* Given records:
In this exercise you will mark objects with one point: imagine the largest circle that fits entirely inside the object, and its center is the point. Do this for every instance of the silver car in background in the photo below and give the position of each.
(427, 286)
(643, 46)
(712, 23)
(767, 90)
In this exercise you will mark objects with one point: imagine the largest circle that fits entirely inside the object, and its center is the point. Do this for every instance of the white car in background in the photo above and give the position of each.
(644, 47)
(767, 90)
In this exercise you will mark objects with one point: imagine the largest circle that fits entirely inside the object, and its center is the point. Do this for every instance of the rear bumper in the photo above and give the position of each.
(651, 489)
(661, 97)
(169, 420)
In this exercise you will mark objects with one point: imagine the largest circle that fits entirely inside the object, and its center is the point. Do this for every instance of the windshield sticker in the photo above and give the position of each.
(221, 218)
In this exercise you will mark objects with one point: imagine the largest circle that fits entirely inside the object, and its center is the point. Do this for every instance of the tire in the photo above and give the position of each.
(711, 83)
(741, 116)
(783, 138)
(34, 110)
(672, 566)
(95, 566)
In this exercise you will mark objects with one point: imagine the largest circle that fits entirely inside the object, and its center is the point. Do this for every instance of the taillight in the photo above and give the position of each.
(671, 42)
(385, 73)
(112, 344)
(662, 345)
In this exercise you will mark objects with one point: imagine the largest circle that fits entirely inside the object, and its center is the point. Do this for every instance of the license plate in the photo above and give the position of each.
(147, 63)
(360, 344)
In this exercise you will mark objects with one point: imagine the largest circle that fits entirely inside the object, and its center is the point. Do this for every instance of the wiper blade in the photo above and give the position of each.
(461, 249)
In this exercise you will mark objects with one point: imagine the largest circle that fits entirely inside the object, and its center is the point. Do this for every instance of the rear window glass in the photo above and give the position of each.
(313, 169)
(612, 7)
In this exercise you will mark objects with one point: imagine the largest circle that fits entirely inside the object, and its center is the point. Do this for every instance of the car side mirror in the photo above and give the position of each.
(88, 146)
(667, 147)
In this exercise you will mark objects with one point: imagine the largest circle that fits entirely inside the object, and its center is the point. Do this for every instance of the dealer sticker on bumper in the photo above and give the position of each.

* Assignment:
Return the entries above exactly as they appear.

* Response to the task:
In this exercise you will mark objects with one point: imagine the largest circle that fits entirely inside the object, and its center is the point. Do this for every instance of the silver car in background in the photo below and give the position of each.
(427, 286)
(643, 46)
(712, 23)
(767, 90)
In this exercise you will mark objects with one point: imagine the largest circle that fits entirely inside the object, and its center is the point. Do this for every instance of the white car in background in the photo above and give the position of each.
(644, 47)
(767, 90)
In this exercise you will mark objects with one point: imagine the largest circle that fits entirely inside the object, and its center is the point. Do this for every instance of the rear bumper in the photo above and give the position of each.
(651, 489)
(661, 97)
(169, 420)
In this exercise you will mark objects with one point: imagine the largest circle that fits entirely inside the object, and its center is the point. Do this for every instance of the windshield sticker in the photo above and give the position of each.
(221, 218)
In this exercise you will mark objects with one point: imagine the largest circle that fits entirely inside the object, and its center is the point. Do this for every instance of the tire in the photo above and give the position of each.
(711, 83)
(741, 116)
(783, 138)
(34, 110)
(672, 566)
(95, 566)
In this exercise you will mark objects with one point: imagine the largest circle that fits entirely inside the object, and its center is the point. Do this for every instance of the taillight in the photo above and give the position of each.
(671, 42)
(385, 73)
(112, 344)
(662, 345)
In this exercise you will mark objects with one point: imagine the largest circle that fits entirely inside the object, and its center is the point. Do this for every instance of the license plate in the photo above and give the position of each.
(147, 63)
(360, 344)
In this exercise you will mark objects with one point: imagine the largest circle that fits entirely inside the object, and its center is the point. Do this for every instance of the wiper blade in the photo above and give the position of each.
(461, 249)
In this exercise you will mark objects with one point: imagine the largest circle that fits entirely inside the object, and its center is the point. Do this for every instance of the rear window glass in the photo above and give the position of each.
(313, 169)
(612, 7)
In this exercise you will mark objects with one point: imagine the largest circle that fits entirely inside the object, and its center is the point. Do this for every instance of the car side mirror in the photo above and give the position of each.
(88, 146)
(667, 147)
In this exercise you will mark objects with one point: imagine the largest circle that fits entirely inside the object, and its center is the point. Do this for every instance of the dealer sticker on bumper in the photo above and give the position of each.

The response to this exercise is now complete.